Exercise instructions
Once you have read the records below, restate them word for word.

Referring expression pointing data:
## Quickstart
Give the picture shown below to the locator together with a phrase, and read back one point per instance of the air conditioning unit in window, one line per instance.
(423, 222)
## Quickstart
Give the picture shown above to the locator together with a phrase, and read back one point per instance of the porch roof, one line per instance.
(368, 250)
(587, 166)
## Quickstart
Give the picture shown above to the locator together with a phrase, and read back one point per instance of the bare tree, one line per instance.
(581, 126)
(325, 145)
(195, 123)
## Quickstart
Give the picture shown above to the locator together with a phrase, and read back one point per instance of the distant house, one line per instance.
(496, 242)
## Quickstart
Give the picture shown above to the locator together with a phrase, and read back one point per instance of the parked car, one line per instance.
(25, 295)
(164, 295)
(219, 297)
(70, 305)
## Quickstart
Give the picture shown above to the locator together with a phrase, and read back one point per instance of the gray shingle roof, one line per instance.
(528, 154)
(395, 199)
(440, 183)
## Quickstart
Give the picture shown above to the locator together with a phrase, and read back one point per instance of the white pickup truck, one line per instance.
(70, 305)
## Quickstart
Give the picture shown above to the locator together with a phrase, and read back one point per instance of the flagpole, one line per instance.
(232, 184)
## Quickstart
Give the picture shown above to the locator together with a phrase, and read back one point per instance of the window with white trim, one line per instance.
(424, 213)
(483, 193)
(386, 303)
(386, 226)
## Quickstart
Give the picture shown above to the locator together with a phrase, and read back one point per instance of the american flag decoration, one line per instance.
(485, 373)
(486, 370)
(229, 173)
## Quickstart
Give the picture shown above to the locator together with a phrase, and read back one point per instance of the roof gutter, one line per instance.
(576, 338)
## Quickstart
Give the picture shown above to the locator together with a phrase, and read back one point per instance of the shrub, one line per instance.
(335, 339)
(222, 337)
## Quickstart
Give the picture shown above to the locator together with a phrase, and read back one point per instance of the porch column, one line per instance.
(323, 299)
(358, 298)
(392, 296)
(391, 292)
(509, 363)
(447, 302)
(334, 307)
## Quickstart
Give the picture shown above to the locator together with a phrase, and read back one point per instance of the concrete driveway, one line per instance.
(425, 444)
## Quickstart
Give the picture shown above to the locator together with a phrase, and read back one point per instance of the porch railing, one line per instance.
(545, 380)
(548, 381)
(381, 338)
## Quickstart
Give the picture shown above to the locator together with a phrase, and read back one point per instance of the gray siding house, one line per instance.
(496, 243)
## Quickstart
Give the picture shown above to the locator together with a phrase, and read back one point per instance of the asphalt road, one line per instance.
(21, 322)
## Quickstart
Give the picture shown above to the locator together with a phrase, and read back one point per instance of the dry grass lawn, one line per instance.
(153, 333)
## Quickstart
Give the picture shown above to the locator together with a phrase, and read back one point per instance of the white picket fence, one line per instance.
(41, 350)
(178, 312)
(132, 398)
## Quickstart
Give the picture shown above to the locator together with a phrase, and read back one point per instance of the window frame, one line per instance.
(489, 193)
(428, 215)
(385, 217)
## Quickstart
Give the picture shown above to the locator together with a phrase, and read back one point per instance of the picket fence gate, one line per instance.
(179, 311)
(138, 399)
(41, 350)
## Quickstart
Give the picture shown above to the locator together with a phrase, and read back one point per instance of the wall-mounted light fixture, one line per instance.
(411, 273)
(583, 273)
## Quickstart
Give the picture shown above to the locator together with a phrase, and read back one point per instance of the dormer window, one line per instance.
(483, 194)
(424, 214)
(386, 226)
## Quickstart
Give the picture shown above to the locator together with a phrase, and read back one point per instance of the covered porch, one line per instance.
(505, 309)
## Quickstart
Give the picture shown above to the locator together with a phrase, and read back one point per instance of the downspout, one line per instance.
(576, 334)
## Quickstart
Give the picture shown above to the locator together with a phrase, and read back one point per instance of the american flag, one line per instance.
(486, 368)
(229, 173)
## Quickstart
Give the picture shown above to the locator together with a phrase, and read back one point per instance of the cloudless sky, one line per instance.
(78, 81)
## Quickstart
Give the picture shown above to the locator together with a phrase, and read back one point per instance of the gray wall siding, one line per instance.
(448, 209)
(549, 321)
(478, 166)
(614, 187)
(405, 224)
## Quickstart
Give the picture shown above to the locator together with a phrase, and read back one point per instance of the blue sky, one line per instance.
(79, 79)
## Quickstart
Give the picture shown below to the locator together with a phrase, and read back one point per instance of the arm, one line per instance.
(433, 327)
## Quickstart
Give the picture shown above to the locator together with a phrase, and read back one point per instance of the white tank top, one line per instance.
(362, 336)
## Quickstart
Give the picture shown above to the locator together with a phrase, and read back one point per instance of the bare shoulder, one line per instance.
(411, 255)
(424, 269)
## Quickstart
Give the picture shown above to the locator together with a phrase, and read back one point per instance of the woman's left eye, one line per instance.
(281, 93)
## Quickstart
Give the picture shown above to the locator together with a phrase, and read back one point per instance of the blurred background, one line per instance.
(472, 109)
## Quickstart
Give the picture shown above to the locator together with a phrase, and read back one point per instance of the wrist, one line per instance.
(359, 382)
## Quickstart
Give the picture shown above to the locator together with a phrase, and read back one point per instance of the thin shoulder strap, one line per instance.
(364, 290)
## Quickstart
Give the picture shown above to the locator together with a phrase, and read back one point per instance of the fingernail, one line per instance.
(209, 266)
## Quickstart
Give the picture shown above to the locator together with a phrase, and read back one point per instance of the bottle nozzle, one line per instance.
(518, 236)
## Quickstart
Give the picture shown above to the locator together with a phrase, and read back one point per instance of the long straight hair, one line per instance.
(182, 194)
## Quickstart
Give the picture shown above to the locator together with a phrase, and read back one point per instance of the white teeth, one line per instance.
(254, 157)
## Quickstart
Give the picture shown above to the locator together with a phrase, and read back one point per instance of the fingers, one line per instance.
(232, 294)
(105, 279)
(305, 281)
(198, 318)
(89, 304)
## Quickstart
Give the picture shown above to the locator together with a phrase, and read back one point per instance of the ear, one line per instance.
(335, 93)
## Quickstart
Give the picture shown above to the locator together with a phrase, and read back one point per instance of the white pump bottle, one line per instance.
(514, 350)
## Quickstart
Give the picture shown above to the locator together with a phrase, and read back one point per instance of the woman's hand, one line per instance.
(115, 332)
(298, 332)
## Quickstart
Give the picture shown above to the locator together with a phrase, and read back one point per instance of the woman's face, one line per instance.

Reply
## Quickstart
Give the picture shown below to the locator together with a phrase, and read back one point per instance of the air conditioning unit in window, one line per instance.
(423, 222)
## Quickstart
Give the picture shown above to the locator together with a phrase, and read back one point per instance of the porch roof, one line per instance.
(368, 250)
(587, 166)
## Quickstart
Give the picture shown above to the locator together with a phrase, and read back one point per instance of the bare tree, one line per instance.
(581, 126)
(325, 145)
(195, 123)
## Quickstart
Give the picture shown above to the locator together with a phrase, and read back one point per instance of the distant house, one line per instance.
(496, 242)
## Quickstart
Give the picture shown above to the locator together with a phrase, and read back one point per instance of the parked car, one line per instance.
(25, 295)
(164, 295)
(219, 297)
(70, 305)
## Quickstart
Give the picture shown above to the locator together with a phrase, and read back one point per instance of the gray shingle roof, one line per instance.
(528, 154)
(395, 199)
(440, 183)
## Quickstart
Give the picture shown above to the locator together with a phrase, and read back one point per instance of the white pickup truck, one line per instance.
(70, 305)
## Quickstart
Give the picture shown above to the locator together with a phrase, and read back one point per instance of the flagpole, one line per instance.
(232, 184)
## Quickstart
Give the picture shown above to the locator together with a phrase, and read back one point per instance of the window with white trim, one line per instance.
(424, 213)
(483, 193)
(386, 303)
(386, 226)
## Quickstart
Give the picture shown above to the locator together with a phrase, and read back one point per instance of the american flag decoration, one line per instance.
(485, 373)
(486, 370)
(229, 173)
## Quickstart
Give the picture shown above to the locator together with a phrase, and read back one point per instance of the roof gutter, one line per instance.
(576, 338)
## Quickstart
Give the picture shown above to the locator together with a phrase, and read back one point per instance of the shrub, one line per instance.
(335, 339)
(222, 337)
## Quickstart
Give the picture shown above to the locator together with a phrase, and read back one point per instance of the porch column, one line per instance.
(323, 299)
(358, 298)
(392, 296)
(391, 292)
(509, 363)
(447, 302)
(334, 307)
## Quickstart
Give the picture shown above to the locator together with a phrase, and read back one point per instance of the concrete driveway, one line per instance.
(425, 444)
## Quickstart
Give the picture shown above to the locator together with a phrase, and read back one point per instance of the porch railing, one line per instance.
(545, 380)
(548, 381)
(381, 338)
## Quickstart
Give the picture shown above to the locator together with a phrase, and read back one point per instance of the gray siding house, one line per instance.
(496, 243)
## Quickstart
Give the picture shown above to the locator together with a phrase, and read back one point per instance of the asphalt road, one line per instance.
(21, 322)
## Quickstart
Give the picture shown above to the locator together with a phrase, and read back one point per instance of the dry grass lawn, one line per instance.
(153, 333)
## Quickstart
Give the picture shown above to the locator together with a phrase, and read back one point per instance of the white picket fence, one line per instance.
(41, 350)
(178, 312)
(132, 398)
## Quickstart
Give the picture shown above to the locator together with a phrase, and read back one point per instance of the window frame, one line per instance.
(489, 193)
(428, 215)
(385, 217)
## Quickstart
Give the picture shown above to the locator together with a phrase, and read back one point per instance of the picket fence gate, one line per instance.
(179, 311)
(138, 399)
(41, 350)
## Quickstart
Give the picture shown above to the locator together with a phrase, and read back one point per instance of the wall-mounted light fixture, one line per instance.
(411, 273)
(583, 273)
## Quickstart
Give the picture shown above to the locator together with a phrase, and read back one point per instance of the dormer window, one line per instance.
(483, 194)
(424, 214)
(386, 226)
## Quickstart
Give the picture shown above to the locator together with a phrase, and read back one point per instance of the covered porch, one line per instance.
(505, 309)
## Quickstart
Give the picture shown above to the locator together with a phrase, and read back one point per instance of the downspout, one line per instance.
(576, 334)
## Quickstart
Give the picture shown above to the locator together with a phrase, and read back one point per instance of the american flag, one line per instance.
(486, 368)
(229, 173)
## Quickstart
Give the picture shown above to the locator together with a phrase, and read back one point per instance of the cloudless sky, one line per instance.
(78, 81)
## Quickstart
Give the picture shown above to the locator together with a phrase, and read back one point per instance of the gray wall siding, one line per instance.
(448, 209)
(549, 321)
(478, 166)
(614, 187)
(405, 224)
## Quickstart
Give the picture shown above to the locator together with a phrase, and read back one point per instance of the blue sky, one line per instance.
(79, 79)
## Quickstart
Give the picture shown below to the locator together with a phrase, and read back one point per instance of the arm, one line per instance.
(433, 327)
## Quickstart
Give the picture shown above to the locator together with a phrase, and read back one point per instance of the white tank top, one line per instance.
(362, 336)
## Quickstart
Give the picture shown above to the locator together with a phrase, and read back one point per instance of the bare shoulder, one line per instance.
(411, 255)
(424, 269)
## Quickstart
Give the picture shown above to the locator together with a phrase, and read back one point per instance of the woman's left eye, one line per instance.
(281, 93)
## Quickstart
Give the picture shown above to the locator together with a phrase, and read back one point per instance of the blurred background, one line per instance.
(472, 109)
## Quickstart
Give the picture shown above to the locator together with a phrase, and read back one point per instance of the wrist, one line per instance.
(359, 382)
## Quickstart
Give the picture shown above to the locator together with a phrase, and read back one point per instance of the thin shoulder strap, one line per instance.
(364, 290)
## Quickstart
Give the picture shown above to the locator together with a phrase, and read back one point per instance of the fingernail, one line per instance.
(209, 266)
## Quickstart
Give the picture shown above to the locator together with a phrase, and read back one point per instance of the bottle nozzle, one line per instance.
(518, 236)
## Quickstart
Give the picture shown above to the locator together with a phrase, and read back one point per instance of the long straight hair, one line per instance.
(182, 194)
## Quickstart
Give the picture shown above to the locator together with a phrase, and read back one point per instance of the white teeth, one line per instance.
(254, 157)
## Quickstart
Give the picture shown above to the locator together with a phrase, and read back one point per instance of the fingers, one line per instance.
(232, 294)
(105, 279)
(305, 281)
(198, 318)
(89, 304)
## Quickstart
Give the picture shown above to the locator together with a phrase, and read back one point per instance of the ear, one line per instance.
(335, 93)
## Quickstart
Give the picture shown above to the locator together with a phrase, and read back one point per instance of the white pump bottle, one line per instance.
(514, 350)
## Quickstart
Give the picture shown above to the locator together with a phrase, and read back one point per instance of the woman's hand, one line per instance.
(115, 332)
(298, 332)
## Quickstart
Give the picture shown above to the locator together with a phrase, and read back one point per instance of the woman's face, one line per instance.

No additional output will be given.